Görev tanımı
Aşağıdaki yazıda "ACILAR ŞENLİĞİ" oyunu için sayılan, oyuncuların üstlendiği görevlerin hepsini yazıdaki sırayla listeleyin.

Okunacak yazı
━━━━

Araştırmacı yazarlığının birikimiyle 1980’li yıllarının Türkiye’sinde yaşanılan gerçeklere, toplumcu gerçekçi bir mercekle bakarak, yazdığı türde çok başarılı örnekler vermiştir Bilgesu ERENUS.
Aristoteles der ki ;
“zaman olmasaydı “şimdi” olmazdı. Şimdi olmasaydı “zaman” olmazdı”.
“ Arama Tiyatrosu” Sıraselviler Ağahamamı cd.Taktaki yokuşu sağdan ikici kapıda, 2008 in son ayında Bilgesu ERENUS’un “ACILAR ŞENLİĞİ” adlı eserini sahneliyor.
Özlem AKTAŞ, İnan AMBARKÜTÜK,Emsal YEŞİLBİNGÖL,Erene TOYDEMİR kadın-kadının annesi-sekreter kız-işadamı-dergi yöneticisi-sarhoş-dergici genç görevlerini üstlendiği oyunu ÖZKAN SCULZE yönetiyor. Müziği Ali ERENUS’a ait. Ulaş YATKIN ışık, Özcan YAMAN’ da fotoğrafları ile katkı sağlamış.
Vicdanın kaybolduğu, inanların yine eskisi gibi caddelerde, tiyatrolarda toplandığı,eskisi gibi telaşlanıp ellerine geçeni yakaladıkları, sevginin peyzaj olmaktan çok zihinsel bir kurgu olduğu dönemdeyiz gene.
Oyunu izleyip sorguluyorum, Platon gibi; “ şu öncülden mi başlamalıyız ?. Bir kimsenin adaletsiz davranması tamamen yasaklanmalı mı, yoksa bazı hallerde izin mi verilmeli ?”
İnsanlığı, kendinde ve başkalarında bir “araç” olarak değil, bir “amaç” olarak görecek
gibi davranmalıyız. Belki o zaman hesabı verilemeyecek bir yaşam, insan için yaşanmaya değmez diyebiliriz.

━━━━

Veri içeriği
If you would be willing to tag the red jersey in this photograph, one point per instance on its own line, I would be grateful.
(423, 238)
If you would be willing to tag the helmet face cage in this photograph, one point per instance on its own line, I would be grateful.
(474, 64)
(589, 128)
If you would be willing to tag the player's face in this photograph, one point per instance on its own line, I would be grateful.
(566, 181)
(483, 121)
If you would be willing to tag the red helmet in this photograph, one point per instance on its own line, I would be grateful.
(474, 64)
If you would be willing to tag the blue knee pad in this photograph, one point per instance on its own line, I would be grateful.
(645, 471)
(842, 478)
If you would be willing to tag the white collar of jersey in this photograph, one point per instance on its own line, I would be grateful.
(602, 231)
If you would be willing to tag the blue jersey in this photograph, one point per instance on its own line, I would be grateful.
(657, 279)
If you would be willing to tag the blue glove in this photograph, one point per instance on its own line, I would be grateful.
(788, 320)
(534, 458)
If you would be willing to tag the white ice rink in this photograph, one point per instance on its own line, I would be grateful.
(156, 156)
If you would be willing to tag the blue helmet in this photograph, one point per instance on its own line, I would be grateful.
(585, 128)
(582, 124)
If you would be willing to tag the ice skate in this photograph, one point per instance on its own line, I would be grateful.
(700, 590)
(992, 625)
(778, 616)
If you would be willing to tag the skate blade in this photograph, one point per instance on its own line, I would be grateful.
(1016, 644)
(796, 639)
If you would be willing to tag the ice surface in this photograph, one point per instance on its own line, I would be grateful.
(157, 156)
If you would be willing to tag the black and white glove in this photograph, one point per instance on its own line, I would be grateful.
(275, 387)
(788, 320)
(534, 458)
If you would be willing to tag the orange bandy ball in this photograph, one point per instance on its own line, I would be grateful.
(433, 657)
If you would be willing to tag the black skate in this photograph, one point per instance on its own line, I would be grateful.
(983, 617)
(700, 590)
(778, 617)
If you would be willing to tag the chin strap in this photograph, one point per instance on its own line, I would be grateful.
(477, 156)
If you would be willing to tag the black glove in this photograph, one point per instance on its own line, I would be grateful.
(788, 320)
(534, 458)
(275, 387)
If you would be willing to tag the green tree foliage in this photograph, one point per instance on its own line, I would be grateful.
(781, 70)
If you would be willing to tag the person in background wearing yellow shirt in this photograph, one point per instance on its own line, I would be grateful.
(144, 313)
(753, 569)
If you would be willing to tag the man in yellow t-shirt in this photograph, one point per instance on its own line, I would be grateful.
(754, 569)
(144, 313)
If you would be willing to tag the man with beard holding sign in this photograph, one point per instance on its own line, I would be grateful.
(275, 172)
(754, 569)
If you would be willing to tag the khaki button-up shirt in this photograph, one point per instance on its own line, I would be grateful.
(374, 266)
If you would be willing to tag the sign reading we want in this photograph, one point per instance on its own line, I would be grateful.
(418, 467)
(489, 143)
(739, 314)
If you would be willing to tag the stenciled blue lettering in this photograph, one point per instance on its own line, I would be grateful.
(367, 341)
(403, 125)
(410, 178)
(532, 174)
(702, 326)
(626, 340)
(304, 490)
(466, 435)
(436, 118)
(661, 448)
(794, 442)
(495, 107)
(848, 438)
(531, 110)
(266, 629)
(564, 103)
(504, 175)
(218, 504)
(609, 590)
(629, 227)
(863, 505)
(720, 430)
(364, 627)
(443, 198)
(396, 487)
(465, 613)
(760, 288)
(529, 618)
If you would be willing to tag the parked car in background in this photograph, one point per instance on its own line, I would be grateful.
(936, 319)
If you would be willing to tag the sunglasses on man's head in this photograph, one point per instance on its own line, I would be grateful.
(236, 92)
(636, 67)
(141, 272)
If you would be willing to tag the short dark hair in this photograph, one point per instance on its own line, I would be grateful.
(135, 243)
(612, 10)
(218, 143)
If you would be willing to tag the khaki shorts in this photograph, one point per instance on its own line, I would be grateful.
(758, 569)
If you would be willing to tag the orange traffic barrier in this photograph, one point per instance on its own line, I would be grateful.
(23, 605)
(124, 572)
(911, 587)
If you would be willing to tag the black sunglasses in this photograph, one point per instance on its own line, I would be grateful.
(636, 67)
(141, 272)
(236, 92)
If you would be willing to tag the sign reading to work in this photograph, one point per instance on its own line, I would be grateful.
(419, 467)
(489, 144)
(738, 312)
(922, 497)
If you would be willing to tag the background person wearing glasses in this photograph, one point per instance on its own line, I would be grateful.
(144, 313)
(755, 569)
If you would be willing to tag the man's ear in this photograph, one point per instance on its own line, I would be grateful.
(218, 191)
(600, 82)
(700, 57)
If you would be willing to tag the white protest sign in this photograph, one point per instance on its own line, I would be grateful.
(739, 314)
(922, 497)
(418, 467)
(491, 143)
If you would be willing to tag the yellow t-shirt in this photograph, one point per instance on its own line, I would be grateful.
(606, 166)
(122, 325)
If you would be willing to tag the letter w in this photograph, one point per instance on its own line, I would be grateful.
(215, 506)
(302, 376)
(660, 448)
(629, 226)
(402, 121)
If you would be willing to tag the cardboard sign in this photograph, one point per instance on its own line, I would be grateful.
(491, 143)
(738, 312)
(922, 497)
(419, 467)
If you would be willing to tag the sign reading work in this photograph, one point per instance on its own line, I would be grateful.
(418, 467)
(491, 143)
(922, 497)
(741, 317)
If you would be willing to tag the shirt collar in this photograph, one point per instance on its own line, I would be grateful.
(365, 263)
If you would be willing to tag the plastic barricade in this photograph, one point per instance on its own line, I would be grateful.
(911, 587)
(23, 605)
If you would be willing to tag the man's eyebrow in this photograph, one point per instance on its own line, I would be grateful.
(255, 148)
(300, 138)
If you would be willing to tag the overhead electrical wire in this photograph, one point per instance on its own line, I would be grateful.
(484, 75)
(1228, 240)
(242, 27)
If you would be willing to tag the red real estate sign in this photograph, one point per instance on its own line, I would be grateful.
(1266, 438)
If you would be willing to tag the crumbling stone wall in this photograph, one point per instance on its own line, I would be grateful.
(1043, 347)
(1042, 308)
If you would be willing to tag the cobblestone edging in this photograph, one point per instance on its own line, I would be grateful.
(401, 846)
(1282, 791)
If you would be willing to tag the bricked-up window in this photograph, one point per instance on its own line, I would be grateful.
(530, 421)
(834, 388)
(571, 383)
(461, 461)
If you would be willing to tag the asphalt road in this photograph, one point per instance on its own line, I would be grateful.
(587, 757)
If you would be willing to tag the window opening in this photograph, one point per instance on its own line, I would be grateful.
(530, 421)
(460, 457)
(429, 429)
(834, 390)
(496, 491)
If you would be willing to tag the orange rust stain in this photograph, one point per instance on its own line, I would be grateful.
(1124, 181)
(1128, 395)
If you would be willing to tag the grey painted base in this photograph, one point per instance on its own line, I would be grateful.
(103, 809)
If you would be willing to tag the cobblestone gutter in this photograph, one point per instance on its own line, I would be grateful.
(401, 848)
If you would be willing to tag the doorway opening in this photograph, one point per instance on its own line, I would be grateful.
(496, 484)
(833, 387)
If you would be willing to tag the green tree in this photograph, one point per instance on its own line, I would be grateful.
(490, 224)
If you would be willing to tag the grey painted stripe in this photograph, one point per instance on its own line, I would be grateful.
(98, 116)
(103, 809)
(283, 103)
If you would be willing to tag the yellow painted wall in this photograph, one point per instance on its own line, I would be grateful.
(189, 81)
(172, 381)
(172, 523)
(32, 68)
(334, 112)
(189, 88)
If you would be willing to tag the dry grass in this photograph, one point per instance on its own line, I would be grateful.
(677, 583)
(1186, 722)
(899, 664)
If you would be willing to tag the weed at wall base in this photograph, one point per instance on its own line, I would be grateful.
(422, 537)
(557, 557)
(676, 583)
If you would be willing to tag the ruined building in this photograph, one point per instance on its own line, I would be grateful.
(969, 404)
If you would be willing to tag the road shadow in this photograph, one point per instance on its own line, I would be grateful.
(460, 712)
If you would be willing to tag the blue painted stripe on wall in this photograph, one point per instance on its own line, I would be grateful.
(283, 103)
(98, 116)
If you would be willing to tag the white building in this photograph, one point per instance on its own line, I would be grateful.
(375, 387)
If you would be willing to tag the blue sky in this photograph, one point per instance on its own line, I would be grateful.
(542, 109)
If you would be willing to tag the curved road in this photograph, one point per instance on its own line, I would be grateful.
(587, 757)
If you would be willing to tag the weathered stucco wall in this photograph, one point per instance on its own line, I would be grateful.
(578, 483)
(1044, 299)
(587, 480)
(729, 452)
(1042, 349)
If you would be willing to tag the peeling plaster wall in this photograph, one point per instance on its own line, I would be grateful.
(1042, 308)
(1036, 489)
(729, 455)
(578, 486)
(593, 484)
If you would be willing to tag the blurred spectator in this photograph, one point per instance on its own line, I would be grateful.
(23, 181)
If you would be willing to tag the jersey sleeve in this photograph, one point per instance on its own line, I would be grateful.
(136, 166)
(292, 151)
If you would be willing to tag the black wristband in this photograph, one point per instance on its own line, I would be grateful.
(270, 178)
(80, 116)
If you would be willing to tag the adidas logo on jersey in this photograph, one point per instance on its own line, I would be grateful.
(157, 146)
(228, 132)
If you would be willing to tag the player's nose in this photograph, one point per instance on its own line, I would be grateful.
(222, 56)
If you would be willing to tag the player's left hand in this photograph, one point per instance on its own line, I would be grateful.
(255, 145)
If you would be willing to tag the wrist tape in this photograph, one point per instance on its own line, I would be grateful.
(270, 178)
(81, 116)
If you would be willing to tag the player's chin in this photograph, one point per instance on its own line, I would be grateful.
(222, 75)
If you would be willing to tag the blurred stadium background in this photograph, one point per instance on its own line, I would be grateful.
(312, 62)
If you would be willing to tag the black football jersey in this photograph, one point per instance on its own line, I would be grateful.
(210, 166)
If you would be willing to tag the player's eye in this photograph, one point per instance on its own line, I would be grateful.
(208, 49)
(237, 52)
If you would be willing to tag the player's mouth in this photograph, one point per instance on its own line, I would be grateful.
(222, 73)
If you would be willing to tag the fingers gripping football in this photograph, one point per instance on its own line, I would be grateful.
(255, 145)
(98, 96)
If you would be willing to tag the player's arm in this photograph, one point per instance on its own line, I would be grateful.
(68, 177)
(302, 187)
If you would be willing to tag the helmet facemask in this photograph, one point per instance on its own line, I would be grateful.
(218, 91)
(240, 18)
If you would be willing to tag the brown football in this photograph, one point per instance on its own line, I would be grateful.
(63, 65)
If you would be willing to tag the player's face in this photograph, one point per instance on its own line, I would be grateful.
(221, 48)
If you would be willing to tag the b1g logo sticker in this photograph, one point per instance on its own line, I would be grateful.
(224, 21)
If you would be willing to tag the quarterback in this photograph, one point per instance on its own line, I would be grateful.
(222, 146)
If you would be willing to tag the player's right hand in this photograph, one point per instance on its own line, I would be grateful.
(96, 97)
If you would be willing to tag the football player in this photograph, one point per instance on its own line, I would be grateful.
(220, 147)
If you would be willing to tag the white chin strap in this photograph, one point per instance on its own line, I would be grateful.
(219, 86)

━━━━

Yanıt
- kadın
- kadının annesi
- sekreter kız
- işadamı
- dergi yöneticisi
- sarhoş
- dergici genç